Where a line has odd spacing or punctuation, keep it; transcribe all the entries exactly.

Referring expression pointing data:
________________________
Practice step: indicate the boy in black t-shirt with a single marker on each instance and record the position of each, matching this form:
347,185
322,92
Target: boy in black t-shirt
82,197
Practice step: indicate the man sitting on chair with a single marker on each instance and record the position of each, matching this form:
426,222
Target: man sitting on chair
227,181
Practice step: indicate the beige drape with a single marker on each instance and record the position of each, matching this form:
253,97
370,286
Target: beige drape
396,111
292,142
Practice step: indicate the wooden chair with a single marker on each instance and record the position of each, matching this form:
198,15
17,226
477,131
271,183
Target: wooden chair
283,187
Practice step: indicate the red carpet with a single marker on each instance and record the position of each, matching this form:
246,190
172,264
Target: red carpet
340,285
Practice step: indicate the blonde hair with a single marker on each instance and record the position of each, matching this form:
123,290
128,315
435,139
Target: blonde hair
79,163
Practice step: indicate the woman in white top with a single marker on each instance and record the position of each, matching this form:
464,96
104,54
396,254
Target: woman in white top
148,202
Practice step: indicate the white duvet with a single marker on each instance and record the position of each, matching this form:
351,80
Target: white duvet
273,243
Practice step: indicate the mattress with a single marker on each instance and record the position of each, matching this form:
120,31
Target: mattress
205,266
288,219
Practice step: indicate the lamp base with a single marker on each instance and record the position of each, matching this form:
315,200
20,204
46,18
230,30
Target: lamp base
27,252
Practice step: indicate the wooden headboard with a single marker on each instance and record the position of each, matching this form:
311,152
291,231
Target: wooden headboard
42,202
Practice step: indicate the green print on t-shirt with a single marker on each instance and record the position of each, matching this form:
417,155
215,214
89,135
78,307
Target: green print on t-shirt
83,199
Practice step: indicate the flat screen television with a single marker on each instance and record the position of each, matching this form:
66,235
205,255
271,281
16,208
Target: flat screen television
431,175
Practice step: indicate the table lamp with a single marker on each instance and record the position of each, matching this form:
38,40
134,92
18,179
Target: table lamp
________________________
EXERCISE OUTPUT:
Practice step: indicate the boy in black t-shirt with a single marker on each instance and record the position of each, matching this form:
347,185
322,92
Target: boy in black t-shirt
82,197
Practice step: indicate the man sitting on chair with a single marker on each instance and record the position of each, matching this form:
426,222
Target: man sitting on chair
227,181
Practice step: indicate the beige drape with a single marker on each instance and record the position of each, matching this form:
253,97
370,286
Target: beige drape
396,111
292,142
Practice step: indicate the wooden chair with a single marker on each instance and record the position of each, matching this form:
198,15
17,226
477,131
271,183
Target: wooden chair
283,187
Practice step: indicate the red carpet with a single marker on each instance and record the position of each, matching this form:
246,190
172,264
Target: red carpet
340,285
Practice step: indicate the blonde hair with a single marker on each instance and record the position of each, matching this form:
123,290
128,315
435,139
Target: blonde hair
79,163
Practice step: indicate the woman in white top with a single marker on each instance and record the position of each, matching this form:
464,96
104,54
396,254
Target: woman in white top
148,202
Practice step: indicate the white duvet with a single marker on each instance and record the position of each, matching this form:
351,80
Target: white duvet
273,243
Practice step: indicate the mattress with a single marker on each instance and record the position of each, matching this form:
120,31
Target: mattress
205,266
288,219
Practice step: indicate the lamp base with a single marker on each instance and record the position of each, matching this form:
315,200
20,204
46,18
230,30
Target: lamp base
27,252
Practice step: indicate the wooden headboard with a single marker on each instance and record the position of each, matching this form:
311,152
291,231
Target: wooden headboard
42,202
Practice step: indicate the green print on t-shirt with a single marker on each instance and record the position of each, matching this form:
417,155
215,214
89,135
78,307
Target: green print on t-shirt
83,199
Practice step: indicate the flat screen television with a single marker on each instance and record the position of each, matching this form:
66,235
205,255
271,281
16,208
Target: flat screen television
431,175
Practice step: indicate the table lamp with a single marker on each instance and record the position of each, matching this form:
38,40
134,92
18,179
Target: table lamp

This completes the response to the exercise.